> _What needs to be done_: Copy the records below, from the line containing "tree trunk, each" through the last line; leave out pictures.

> _Supplied entries_:
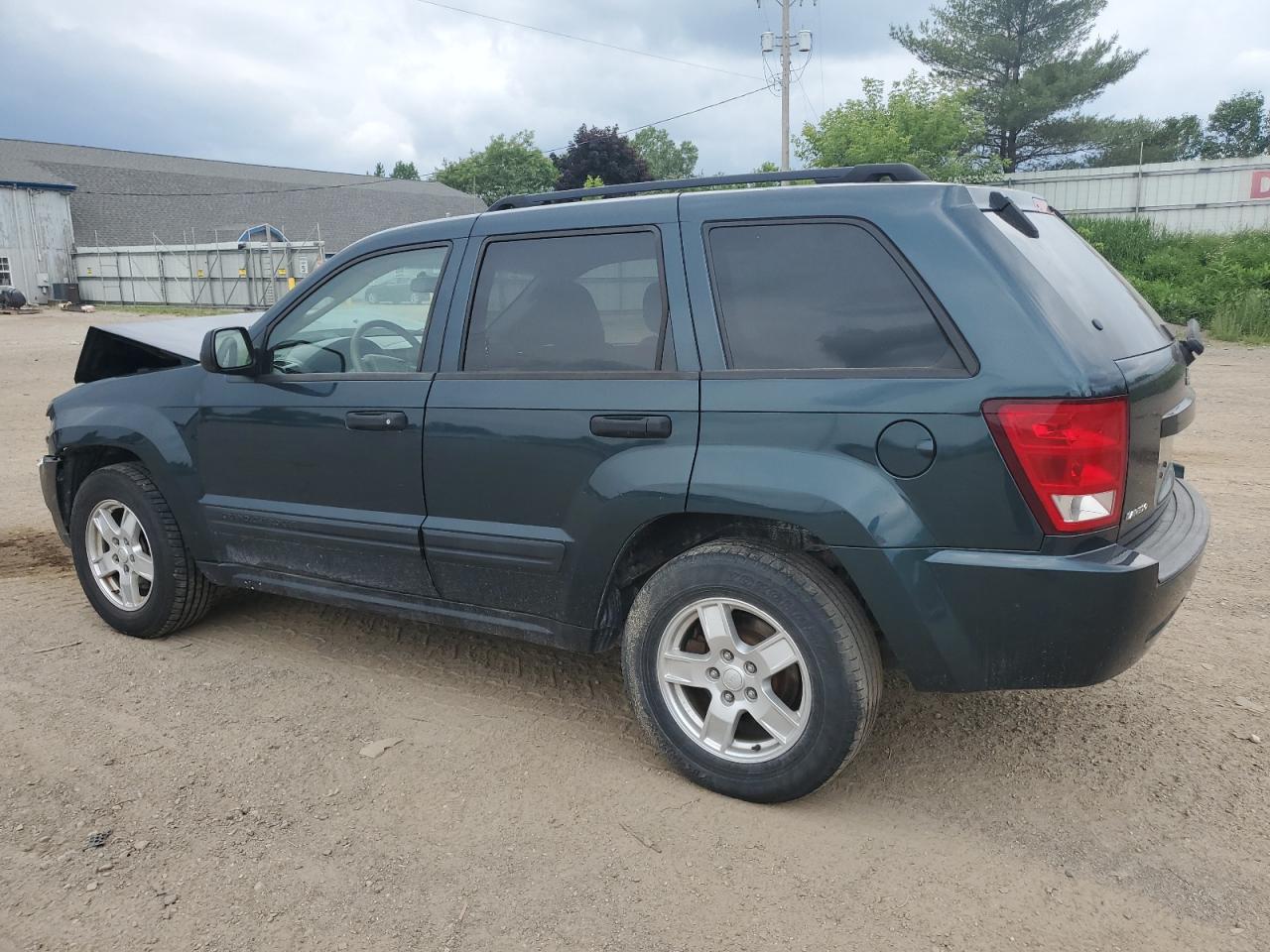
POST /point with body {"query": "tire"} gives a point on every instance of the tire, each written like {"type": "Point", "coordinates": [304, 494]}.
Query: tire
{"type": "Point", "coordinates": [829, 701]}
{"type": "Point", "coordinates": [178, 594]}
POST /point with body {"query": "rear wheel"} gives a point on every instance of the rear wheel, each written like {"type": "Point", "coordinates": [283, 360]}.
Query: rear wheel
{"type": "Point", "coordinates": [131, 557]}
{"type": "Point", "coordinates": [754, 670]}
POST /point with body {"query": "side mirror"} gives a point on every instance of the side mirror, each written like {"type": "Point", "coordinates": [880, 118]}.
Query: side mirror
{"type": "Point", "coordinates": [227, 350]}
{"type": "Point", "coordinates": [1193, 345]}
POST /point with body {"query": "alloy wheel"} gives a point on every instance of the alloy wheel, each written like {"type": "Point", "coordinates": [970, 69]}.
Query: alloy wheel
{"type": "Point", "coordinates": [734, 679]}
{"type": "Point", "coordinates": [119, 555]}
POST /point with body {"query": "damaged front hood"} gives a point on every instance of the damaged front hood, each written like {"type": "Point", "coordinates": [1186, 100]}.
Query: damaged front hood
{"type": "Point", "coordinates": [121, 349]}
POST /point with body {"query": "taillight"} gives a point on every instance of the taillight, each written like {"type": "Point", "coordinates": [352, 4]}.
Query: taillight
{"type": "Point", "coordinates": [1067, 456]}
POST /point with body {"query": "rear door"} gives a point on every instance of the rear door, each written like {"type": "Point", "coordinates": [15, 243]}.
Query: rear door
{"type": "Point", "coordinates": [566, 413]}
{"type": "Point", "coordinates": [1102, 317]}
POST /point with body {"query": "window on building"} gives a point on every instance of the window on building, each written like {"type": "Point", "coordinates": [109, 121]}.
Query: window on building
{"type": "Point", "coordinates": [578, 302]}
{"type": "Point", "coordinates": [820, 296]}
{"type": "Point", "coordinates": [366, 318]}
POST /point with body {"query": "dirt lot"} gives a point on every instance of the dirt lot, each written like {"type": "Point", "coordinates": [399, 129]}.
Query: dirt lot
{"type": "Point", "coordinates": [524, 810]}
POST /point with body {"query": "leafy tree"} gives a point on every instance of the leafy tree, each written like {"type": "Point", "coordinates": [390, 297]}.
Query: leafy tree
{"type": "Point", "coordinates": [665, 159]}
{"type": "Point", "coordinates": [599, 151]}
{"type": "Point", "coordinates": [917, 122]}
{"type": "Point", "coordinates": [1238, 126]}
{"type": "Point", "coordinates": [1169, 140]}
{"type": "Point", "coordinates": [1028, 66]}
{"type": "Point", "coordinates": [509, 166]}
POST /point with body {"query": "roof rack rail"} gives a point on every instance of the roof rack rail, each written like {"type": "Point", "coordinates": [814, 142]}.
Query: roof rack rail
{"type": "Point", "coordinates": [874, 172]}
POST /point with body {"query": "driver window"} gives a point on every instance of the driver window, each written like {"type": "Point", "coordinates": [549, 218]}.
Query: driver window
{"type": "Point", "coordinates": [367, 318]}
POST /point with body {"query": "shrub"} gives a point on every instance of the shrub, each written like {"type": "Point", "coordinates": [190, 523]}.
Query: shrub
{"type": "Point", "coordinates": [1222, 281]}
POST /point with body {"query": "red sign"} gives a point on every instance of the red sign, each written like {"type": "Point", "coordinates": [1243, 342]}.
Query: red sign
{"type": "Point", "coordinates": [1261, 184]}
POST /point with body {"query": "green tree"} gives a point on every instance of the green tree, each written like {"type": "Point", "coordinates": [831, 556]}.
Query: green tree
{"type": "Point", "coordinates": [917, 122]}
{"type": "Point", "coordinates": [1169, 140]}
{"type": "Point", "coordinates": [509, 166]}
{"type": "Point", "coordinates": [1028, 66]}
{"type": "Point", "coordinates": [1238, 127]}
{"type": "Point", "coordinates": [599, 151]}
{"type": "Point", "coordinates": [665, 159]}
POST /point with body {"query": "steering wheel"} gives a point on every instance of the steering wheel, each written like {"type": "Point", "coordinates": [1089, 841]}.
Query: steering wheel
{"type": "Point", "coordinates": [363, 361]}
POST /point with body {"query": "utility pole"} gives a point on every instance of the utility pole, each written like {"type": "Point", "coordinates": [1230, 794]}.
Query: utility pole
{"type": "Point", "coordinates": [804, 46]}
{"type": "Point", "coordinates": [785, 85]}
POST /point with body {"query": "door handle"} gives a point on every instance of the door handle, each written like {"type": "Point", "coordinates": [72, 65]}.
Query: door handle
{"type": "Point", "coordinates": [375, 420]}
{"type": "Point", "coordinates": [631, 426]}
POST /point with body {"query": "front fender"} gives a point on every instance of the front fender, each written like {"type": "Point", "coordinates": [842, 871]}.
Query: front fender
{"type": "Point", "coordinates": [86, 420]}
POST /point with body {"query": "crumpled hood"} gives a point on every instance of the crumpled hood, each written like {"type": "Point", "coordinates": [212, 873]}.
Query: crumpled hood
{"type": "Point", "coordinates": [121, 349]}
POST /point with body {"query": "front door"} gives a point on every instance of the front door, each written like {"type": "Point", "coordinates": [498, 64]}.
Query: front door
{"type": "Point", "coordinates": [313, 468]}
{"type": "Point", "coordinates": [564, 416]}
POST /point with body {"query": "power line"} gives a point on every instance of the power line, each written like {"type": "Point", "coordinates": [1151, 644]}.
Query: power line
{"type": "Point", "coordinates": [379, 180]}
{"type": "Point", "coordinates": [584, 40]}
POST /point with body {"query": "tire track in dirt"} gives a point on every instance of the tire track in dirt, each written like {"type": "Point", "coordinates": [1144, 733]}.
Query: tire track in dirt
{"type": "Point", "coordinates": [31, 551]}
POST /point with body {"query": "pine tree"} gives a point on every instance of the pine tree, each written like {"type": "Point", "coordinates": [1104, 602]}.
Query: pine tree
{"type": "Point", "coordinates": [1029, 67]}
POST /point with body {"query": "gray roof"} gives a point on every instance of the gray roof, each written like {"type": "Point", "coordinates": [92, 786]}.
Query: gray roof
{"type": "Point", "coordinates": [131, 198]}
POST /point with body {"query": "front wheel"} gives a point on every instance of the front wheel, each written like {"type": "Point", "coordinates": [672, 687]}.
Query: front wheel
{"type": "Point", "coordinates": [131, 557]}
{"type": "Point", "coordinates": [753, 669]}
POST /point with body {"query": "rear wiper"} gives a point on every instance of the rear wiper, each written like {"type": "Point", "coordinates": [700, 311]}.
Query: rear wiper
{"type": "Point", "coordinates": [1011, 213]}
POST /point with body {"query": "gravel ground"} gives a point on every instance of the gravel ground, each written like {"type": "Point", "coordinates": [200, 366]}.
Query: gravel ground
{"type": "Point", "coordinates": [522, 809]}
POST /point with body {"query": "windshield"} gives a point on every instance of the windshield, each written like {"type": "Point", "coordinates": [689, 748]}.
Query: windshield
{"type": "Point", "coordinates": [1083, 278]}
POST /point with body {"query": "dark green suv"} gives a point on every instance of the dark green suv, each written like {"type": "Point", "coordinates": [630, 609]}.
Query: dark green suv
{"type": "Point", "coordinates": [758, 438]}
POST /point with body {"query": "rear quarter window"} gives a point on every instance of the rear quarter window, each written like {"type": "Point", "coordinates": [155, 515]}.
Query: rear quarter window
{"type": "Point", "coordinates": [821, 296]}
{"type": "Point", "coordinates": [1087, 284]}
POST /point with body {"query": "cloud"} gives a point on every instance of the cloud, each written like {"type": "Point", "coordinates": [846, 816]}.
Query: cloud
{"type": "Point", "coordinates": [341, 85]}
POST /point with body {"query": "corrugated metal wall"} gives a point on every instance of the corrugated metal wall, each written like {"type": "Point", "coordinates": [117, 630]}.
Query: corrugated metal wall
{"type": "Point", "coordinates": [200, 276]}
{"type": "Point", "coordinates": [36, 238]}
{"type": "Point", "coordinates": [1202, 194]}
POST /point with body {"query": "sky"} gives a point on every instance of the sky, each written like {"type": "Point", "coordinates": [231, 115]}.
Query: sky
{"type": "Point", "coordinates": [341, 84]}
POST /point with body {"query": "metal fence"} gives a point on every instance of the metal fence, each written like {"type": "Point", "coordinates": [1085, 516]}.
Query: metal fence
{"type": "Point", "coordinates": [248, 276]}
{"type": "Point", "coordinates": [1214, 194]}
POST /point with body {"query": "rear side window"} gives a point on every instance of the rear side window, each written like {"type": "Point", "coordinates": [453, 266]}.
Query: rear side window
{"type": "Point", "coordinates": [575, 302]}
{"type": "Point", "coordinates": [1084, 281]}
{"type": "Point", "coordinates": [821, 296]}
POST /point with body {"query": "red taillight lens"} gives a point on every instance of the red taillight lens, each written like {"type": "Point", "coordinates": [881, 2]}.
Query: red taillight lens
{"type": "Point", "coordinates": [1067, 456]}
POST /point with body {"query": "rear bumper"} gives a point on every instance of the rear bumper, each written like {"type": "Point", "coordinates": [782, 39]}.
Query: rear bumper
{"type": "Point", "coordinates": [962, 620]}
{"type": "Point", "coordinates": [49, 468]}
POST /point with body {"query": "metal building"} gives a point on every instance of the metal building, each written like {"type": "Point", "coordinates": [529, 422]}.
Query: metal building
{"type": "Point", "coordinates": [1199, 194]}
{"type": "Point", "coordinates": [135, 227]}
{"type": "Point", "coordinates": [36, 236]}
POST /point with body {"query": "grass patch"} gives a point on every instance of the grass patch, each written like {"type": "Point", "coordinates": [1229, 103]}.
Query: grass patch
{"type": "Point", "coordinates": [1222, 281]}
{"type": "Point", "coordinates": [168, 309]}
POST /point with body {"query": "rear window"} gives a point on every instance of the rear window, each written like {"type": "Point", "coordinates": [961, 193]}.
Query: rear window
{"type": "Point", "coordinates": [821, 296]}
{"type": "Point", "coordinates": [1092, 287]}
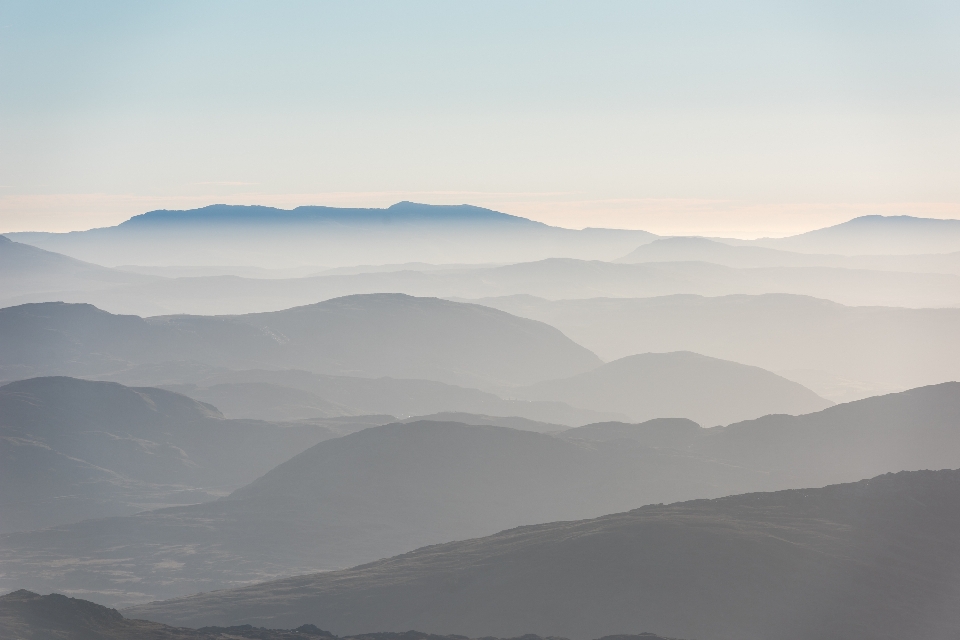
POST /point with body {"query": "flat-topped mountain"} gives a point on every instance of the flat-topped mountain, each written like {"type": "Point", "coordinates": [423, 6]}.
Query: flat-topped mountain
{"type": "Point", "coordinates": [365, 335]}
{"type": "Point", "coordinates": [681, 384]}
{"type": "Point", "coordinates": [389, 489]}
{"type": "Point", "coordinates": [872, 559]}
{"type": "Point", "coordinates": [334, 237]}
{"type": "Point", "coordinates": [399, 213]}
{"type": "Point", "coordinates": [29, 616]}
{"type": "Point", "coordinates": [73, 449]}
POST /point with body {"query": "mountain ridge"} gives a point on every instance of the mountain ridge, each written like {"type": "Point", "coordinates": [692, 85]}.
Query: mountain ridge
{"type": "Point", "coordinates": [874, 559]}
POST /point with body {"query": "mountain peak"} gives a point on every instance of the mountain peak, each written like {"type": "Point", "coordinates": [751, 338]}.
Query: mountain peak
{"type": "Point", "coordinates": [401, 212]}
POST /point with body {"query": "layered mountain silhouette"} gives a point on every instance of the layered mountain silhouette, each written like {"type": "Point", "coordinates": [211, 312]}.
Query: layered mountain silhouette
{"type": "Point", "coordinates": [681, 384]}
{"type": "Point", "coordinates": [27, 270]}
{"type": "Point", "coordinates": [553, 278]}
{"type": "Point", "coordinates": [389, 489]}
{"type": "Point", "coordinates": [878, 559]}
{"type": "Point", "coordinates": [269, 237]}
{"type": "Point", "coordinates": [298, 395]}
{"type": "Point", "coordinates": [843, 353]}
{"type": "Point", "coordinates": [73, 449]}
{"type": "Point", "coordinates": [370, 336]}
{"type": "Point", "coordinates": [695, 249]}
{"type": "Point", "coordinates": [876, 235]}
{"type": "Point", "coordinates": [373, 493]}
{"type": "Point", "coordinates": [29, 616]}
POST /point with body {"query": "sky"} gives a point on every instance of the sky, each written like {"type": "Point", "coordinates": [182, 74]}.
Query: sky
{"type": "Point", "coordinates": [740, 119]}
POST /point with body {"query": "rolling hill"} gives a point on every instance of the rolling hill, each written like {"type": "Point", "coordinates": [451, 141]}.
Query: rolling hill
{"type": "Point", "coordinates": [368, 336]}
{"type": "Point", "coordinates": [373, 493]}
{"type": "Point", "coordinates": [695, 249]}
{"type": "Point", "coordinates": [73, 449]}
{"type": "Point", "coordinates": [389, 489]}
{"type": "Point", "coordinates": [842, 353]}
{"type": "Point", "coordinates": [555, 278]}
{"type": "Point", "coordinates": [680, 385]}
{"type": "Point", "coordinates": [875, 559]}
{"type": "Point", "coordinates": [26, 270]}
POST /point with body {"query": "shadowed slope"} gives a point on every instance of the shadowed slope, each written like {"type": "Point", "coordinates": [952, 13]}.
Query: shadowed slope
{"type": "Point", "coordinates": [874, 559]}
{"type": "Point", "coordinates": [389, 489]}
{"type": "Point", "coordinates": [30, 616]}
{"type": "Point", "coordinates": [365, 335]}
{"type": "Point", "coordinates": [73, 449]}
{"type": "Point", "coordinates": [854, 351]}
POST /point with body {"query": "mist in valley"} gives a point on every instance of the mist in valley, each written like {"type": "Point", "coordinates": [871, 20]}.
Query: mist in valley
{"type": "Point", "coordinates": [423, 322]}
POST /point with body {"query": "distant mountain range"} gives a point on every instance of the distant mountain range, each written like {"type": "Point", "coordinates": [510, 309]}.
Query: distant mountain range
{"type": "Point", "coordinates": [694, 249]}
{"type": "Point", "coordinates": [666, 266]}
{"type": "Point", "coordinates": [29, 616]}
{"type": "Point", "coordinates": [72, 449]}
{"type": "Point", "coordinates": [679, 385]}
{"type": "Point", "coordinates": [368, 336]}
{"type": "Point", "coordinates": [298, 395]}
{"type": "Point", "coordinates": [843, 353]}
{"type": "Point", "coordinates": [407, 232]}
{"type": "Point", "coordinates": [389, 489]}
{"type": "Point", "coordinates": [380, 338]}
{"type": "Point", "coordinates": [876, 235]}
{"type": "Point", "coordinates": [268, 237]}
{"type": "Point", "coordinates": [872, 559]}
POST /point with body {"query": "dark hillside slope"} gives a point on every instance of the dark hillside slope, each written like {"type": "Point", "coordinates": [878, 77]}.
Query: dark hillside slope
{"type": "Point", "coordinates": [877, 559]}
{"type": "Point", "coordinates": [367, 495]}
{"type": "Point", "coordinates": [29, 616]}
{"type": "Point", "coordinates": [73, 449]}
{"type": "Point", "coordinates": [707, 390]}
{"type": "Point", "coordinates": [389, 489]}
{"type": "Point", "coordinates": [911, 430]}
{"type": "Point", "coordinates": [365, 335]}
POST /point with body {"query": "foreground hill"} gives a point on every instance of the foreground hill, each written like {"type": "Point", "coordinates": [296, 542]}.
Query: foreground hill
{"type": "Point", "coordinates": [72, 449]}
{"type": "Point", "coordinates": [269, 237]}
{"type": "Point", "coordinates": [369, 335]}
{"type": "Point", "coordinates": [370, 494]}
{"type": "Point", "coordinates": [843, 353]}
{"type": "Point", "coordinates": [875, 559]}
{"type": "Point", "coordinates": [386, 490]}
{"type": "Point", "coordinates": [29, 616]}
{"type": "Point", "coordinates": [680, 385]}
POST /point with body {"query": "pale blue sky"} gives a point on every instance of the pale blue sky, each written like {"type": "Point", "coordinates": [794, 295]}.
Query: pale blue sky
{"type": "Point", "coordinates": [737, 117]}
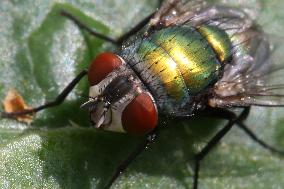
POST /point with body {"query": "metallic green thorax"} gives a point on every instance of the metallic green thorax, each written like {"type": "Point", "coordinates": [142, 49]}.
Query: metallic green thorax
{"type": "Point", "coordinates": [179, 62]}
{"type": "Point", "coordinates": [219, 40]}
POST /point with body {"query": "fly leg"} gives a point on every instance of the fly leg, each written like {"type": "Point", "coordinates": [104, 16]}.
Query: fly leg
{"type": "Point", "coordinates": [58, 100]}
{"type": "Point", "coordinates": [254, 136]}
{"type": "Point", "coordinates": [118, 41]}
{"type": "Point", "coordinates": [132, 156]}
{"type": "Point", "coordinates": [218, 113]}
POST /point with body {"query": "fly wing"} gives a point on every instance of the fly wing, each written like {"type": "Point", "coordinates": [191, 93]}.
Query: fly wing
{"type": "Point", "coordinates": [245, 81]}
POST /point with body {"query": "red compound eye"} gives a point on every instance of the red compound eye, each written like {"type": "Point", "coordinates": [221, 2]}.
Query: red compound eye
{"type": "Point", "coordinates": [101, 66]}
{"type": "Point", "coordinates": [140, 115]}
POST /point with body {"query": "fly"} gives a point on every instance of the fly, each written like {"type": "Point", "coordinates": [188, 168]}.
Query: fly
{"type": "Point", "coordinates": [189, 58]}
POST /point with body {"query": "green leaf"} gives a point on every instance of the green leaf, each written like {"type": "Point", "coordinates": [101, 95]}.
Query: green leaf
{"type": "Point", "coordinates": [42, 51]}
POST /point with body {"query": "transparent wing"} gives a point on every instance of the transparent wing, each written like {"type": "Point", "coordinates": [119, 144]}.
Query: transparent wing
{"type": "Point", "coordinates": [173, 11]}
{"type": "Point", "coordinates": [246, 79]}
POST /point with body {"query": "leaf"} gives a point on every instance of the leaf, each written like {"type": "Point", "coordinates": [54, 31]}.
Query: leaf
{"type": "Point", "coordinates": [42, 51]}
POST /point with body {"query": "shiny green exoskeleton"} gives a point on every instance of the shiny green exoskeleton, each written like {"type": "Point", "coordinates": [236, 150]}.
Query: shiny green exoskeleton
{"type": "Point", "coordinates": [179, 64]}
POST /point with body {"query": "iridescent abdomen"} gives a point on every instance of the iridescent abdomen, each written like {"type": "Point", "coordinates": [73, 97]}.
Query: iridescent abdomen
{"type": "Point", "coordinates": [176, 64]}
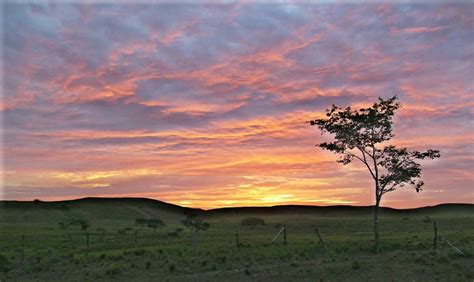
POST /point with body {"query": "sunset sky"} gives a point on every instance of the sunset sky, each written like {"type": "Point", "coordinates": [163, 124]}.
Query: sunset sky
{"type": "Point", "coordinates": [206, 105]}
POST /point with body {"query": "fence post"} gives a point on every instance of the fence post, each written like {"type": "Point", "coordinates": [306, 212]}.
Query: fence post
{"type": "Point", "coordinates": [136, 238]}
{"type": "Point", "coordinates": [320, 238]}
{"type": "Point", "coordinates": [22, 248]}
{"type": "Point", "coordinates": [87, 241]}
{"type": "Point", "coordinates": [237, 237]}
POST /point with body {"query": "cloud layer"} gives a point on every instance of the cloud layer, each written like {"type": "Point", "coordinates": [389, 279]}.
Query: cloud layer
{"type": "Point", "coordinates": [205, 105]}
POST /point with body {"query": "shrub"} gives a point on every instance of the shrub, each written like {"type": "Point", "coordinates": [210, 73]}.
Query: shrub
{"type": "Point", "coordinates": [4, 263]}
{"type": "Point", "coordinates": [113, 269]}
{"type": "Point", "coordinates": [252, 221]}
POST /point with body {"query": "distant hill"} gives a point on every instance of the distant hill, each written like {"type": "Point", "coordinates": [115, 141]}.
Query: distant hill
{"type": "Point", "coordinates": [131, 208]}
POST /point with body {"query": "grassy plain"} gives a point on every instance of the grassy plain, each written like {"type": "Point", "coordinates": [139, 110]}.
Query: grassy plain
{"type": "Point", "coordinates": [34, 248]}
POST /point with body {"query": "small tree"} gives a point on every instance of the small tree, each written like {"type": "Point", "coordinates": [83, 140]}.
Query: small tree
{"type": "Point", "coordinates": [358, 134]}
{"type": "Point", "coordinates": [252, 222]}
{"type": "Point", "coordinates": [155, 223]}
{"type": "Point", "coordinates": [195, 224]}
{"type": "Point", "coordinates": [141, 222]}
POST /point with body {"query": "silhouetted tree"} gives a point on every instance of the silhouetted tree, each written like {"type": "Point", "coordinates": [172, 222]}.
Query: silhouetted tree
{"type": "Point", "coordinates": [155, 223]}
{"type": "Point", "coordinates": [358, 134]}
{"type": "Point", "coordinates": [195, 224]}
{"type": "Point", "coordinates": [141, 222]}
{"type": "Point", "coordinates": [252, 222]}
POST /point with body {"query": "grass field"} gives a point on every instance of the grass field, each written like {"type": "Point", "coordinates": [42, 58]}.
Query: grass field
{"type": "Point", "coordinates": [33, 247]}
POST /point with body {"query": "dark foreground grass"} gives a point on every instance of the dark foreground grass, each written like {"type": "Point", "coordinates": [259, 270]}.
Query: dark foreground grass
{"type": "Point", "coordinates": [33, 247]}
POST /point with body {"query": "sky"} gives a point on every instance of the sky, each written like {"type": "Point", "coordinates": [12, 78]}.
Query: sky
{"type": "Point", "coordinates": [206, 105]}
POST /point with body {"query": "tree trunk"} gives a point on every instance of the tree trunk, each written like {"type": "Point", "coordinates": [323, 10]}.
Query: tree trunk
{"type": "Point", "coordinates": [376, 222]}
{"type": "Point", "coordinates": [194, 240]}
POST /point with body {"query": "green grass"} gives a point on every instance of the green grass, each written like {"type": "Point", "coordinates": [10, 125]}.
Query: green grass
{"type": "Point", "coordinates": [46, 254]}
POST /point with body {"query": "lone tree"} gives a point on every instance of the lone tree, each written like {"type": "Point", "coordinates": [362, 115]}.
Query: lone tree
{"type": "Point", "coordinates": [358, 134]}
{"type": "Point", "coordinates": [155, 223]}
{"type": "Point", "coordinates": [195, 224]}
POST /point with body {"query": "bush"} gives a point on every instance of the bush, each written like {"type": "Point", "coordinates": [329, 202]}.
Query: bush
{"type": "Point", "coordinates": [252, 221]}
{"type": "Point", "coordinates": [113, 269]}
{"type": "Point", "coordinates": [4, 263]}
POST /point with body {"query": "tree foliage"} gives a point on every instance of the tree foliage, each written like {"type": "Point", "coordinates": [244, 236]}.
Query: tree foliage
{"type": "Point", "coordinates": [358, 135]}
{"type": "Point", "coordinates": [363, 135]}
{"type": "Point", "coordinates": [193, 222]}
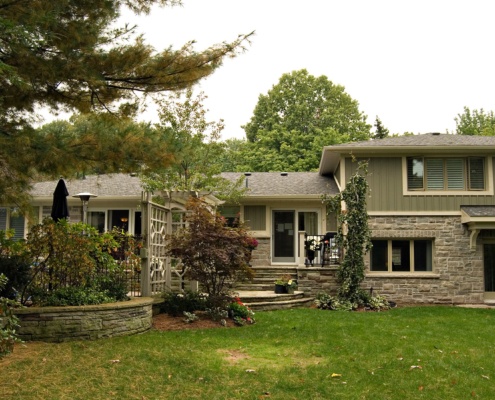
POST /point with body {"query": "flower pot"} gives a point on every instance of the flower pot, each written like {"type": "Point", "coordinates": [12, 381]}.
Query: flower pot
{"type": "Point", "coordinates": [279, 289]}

> _The reply_:
POST /point with body {"query": "tree trunk"} gives a point on every instance of the tree trunk, each written like {"type": "Point", "coordinates": [323, 10]}.
Query: tree trunk
{"type": "Point", "coordinates": [376, 222]}
{"type": "Point", "coordinates": [194, 240]}
POST /point with body {"query": "green grass"} gives a point on every instance of the green grass, each written like {"type": "Point", "coordinates": [10, 125]}.
Query: green grass
{"type": "Point", "coordinates": [46, 254]}
POST /point with body {"query": "lone tree"} gives a point on every instance of the lone tree, each written like {"type": "Point", "coordinates": [362, 115]}.
Query: lone tree
{"type": "Point", "coordinates": [358, 134]}
{"type": "Point", "coordinates": [155, 223]}
{"type": "Point", "coordinates": [195, 224]}
POST /point with body {"query": "bush"} gives a point on every instance of the bush, each written like {"type": "Point", "coordinates": [329, 202]}.
Query: bush
{"type": "Point", "coordinates": [252, 221]}
{"type": "Point", "coordinates": [113, 269]}
{"type": "Point", "coordinates": [4, 263]}
POST /point with body {"query": "tree foliage"} gives a point on every instance of the tree foliage, each written like {"type": "Point", "coordinates": [244, 236]}.
Query: tree foliage
{"type": "Point", "coordinates": [358, 135]}
{"type": "Point", "coordinates": [363, 135]}
{"type": "Point", "coordinates": [193, 222]}
POST /point with body {"query": "flower pot"} gives a point on every instance of the flower pot, each written like {"type": "Point", "coordinates": [12, 381]}.
Query: flower pot
{"type": "Point", "coordinates": [279, 289]}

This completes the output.